# What to do:
a: In the column about a father's book inscription, why does the writer think the family may have found "more life" after the brother's death? Answer in one to three sentences.
b: In the column about a father's book inscription, which book did the father write his words in?
c: Pick up the column about a father's book inscription after its final sentence and carry it forward.

# Extract provided:
**********

This column was originally published as part of my “From Where I Sit” series at in Towson Times.
His hand-written words snagged my skimming eyes, forcing me to back up on the statement three times.
“May the questions of life never stop you from seeking the answers, and even if you can’t find the answers, just remember that ‘knowing the real questions of life’ is often more important than easy answers.”
And then the zinger, the sentence that launched my mental rewind loop.
“The harder you find life,” my father wrote, “the more life you’ll find.”
My father was a wise man.
He had inscribed those words 28 years ago in the front of Harry Emerson Fosdick’s book, “Dear Mr. Brown, Letters to a Person Perplexed about Religion.” He had given the book to my sister several months after our 17-year-old brother’s death from a water-skiing accident.
And life was hard. For a long time, life was very hard for all of us as we tried to find answers to unanswerable questions.
Yet, as I reflect upon my father’s thoughts today, I do believe we discovered a richness of life through a deepened appreciation of each other and our precious time together that perhaps we had taken for granted before our brother’s death.
With effort, we healed and grew.
Unused coping muscles flexed time and time again as we adjusted our daily routines to include unexpected, unwelcomed and unwanted changes.
We fought for rhythms, routines and a sense of balance that sent our roots down deep into the soil of living, looking for nourishment.
And yes, perhaps we found “more life.”
As parents, we often find ourselves in situations where our children and their circumstances are unlike ourselves and our experiences. We find life hard as we search to meet their needs, nurture their talents and prepare them for independence on roads we have not traveled.
“I don’t get it,” a child tells us when struggling with homework, and we may find ourselves in the world of tutors and specialized instruction.
“I’m bored,” a child tells us verbally or behaviorally in the classroom, and we may find ourselves in search of a more challenging environment to stimulate a gifted mind.

**********

# Entries shown:
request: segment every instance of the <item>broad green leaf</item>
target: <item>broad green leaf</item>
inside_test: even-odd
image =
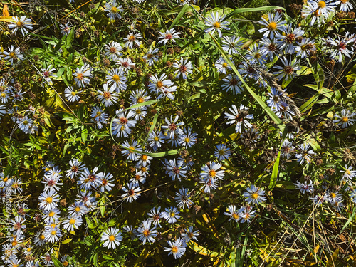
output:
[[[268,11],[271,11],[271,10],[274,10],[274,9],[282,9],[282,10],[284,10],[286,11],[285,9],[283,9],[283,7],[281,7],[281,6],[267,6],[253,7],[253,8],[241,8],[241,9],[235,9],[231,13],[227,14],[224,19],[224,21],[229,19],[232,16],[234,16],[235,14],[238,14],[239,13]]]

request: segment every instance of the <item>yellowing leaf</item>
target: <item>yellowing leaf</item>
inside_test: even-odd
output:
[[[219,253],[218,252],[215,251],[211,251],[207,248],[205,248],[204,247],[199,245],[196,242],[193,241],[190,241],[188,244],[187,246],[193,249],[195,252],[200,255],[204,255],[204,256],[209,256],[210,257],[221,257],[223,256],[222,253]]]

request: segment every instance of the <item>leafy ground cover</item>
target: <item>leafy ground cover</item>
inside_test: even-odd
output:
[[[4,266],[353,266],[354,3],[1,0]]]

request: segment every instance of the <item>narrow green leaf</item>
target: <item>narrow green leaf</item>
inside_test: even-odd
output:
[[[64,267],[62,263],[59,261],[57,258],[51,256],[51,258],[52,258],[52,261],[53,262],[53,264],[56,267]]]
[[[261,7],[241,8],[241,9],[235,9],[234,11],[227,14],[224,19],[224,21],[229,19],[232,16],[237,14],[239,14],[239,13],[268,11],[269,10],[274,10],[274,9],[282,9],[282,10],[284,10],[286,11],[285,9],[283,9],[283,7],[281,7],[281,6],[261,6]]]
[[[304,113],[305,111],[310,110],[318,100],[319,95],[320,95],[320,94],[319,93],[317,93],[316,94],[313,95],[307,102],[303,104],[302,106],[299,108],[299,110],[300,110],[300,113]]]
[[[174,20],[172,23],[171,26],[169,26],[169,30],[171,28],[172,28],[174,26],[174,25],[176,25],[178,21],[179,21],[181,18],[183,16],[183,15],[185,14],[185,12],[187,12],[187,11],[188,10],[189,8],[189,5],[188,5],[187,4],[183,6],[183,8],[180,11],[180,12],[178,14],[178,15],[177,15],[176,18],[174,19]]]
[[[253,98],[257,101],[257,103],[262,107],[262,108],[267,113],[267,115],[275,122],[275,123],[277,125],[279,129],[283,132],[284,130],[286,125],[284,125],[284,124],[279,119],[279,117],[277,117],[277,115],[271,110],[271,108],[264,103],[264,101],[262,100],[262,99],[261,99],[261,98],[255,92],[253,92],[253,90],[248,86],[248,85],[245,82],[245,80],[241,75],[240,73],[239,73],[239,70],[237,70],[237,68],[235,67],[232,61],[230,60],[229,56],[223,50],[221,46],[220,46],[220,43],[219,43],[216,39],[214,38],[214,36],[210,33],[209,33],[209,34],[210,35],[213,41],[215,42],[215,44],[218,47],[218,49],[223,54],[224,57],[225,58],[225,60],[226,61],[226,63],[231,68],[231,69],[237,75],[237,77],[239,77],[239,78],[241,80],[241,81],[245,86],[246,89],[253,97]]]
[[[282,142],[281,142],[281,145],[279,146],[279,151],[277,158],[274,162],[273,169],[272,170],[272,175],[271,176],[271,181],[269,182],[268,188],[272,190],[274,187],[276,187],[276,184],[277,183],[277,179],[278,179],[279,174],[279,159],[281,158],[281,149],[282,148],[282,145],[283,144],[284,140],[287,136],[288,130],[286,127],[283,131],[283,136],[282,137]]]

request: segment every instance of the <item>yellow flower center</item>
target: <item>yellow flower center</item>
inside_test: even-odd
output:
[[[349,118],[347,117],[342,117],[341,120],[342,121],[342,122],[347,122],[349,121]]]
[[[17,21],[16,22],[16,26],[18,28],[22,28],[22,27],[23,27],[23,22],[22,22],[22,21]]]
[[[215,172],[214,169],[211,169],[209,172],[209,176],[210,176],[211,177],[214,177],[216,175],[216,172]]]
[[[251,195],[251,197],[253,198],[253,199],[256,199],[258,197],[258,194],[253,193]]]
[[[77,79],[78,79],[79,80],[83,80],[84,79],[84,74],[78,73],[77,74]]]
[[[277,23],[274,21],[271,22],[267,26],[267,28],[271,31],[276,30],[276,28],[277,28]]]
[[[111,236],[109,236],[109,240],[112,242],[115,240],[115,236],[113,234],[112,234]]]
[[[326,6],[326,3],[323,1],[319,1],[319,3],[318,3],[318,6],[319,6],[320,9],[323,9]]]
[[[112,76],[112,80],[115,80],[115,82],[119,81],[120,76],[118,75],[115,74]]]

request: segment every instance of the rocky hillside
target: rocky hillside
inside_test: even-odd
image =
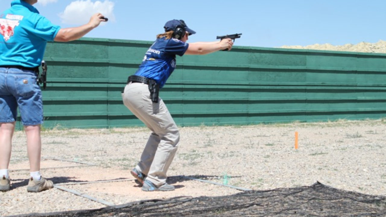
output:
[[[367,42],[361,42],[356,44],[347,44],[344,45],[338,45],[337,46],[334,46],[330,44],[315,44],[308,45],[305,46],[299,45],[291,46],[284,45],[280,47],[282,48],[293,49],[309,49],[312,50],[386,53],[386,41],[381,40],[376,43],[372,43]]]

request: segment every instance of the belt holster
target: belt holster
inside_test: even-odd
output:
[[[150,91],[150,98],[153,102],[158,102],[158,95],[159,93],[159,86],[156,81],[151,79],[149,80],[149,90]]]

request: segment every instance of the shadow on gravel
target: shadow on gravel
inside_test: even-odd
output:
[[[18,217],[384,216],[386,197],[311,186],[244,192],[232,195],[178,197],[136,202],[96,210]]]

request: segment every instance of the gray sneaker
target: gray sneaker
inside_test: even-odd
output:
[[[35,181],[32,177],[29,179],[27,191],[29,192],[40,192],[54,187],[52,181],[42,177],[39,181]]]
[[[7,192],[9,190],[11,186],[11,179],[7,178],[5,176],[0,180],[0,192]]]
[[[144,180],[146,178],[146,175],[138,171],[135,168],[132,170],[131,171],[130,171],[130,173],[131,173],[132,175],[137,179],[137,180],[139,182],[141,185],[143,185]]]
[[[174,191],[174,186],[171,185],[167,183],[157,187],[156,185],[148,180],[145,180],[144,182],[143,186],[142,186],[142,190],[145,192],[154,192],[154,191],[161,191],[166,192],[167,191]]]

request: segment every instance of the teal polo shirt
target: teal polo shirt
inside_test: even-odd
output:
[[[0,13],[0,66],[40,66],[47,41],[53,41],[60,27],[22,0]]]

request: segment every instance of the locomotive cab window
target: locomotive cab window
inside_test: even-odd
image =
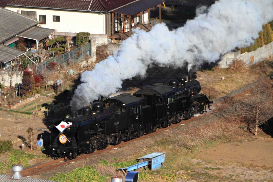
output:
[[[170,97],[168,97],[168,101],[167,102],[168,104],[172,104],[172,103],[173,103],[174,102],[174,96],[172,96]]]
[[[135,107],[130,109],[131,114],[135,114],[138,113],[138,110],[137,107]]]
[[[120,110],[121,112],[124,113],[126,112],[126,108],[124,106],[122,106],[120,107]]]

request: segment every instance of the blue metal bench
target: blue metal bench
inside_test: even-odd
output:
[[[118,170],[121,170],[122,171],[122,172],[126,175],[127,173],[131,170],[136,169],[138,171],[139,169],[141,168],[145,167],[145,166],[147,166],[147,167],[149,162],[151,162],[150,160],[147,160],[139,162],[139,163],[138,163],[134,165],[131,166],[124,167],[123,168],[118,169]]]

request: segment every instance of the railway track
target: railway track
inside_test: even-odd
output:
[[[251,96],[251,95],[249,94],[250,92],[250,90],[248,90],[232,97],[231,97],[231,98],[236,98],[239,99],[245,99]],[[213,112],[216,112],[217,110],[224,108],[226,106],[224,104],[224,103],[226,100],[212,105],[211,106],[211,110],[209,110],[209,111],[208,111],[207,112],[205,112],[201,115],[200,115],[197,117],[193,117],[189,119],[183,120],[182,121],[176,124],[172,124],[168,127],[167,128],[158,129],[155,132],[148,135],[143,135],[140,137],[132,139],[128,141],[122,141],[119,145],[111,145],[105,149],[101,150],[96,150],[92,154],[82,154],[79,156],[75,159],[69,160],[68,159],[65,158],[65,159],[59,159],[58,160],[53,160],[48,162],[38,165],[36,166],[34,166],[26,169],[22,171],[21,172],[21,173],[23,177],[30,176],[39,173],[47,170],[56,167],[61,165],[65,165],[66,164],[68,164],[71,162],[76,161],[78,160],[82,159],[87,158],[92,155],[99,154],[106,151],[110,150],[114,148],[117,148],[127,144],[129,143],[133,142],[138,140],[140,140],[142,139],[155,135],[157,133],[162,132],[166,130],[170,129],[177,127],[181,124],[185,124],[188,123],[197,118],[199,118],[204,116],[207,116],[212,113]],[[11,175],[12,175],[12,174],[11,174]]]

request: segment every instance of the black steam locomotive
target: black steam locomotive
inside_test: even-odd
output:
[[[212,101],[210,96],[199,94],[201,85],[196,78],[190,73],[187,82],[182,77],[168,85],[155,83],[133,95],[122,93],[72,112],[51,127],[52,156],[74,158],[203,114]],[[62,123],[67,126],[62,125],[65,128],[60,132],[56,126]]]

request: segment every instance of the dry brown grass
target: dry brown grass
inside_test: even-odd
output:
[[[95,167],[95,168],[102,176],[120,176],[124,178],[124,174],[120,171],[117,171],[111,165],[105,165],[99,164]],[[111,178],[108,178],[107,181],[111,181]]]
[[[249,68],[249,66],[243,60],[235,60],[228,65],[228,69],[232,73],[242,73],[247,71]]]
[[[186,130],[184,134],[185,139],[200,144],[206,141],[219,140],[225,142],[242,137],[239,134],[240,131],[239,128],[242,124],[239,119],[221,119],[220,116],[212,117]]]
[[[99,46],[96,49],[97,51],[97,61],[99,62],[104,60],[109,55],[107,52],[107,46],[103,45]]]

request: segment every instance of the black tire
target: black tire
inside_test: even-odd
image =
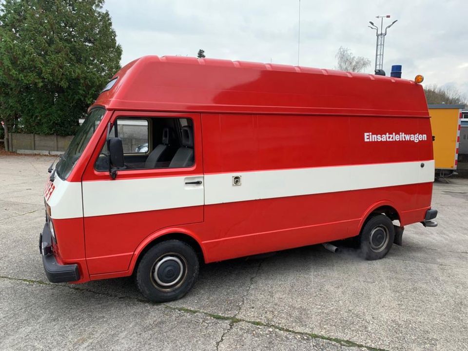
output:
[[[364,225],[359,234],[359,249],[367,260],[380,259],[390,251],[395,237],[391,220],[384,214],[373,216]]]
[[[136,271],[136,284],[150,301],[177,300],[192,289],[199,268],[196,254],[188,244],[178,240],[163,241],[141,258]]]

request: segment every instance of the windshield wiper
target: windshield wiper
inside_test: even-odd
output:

**********

# Your written answers:
a: The family found a richness of life through a deeper appreciation of each other and of their precious time together, which they may have taken for granted before the brother died. With effort they healed and grew, adjusting their routines to changes they had not wanted and fighting for balance.

b: Harry Emerson Fosdick's "Dear Mr. Brown, Letters to a Person Perplexed about Religion."

c:
And then there is the child who doesn’t talk at all, and we may find ourselves in the complex world of disability.
When my oldest son had seizures at 3 months of age, I had trouble giving him the prescribed phenobarbital.
“How do other parents do it?” I asked the pediatric neurologist, thinking she may have some special technique to get the baby to swallow the bitter medicine.
“In my experience,” she said as she looked intently in my eyes, “it is the sheer will of the parent.”
Great, I remember thinking. That’s no help at all. I wanted instruction, and she gave me philosophy.
But she was right. Over the years, that philosophy yielded the practical instruction I needed.
Our wills provide the engines in our lives that keep us moving along our journeys into uncharted territories. Granted, some of us develop more shock absorbers than others, as we find “more life” than most with our hardships.
But it is our wills that keep us moving, no matter the magnitude of our circumstance.
Hand-written notes and intently delivered advice can energize our journeys, reminding us that a good life may be best lived with a steadfast quest for answers and a strong will.
And when life throws us challenges beyond our comfort zone and experience, where easy answers elude us, we can rest assured that the harder you find life, the more life you’ll find.
And for some, there is a lot to discover.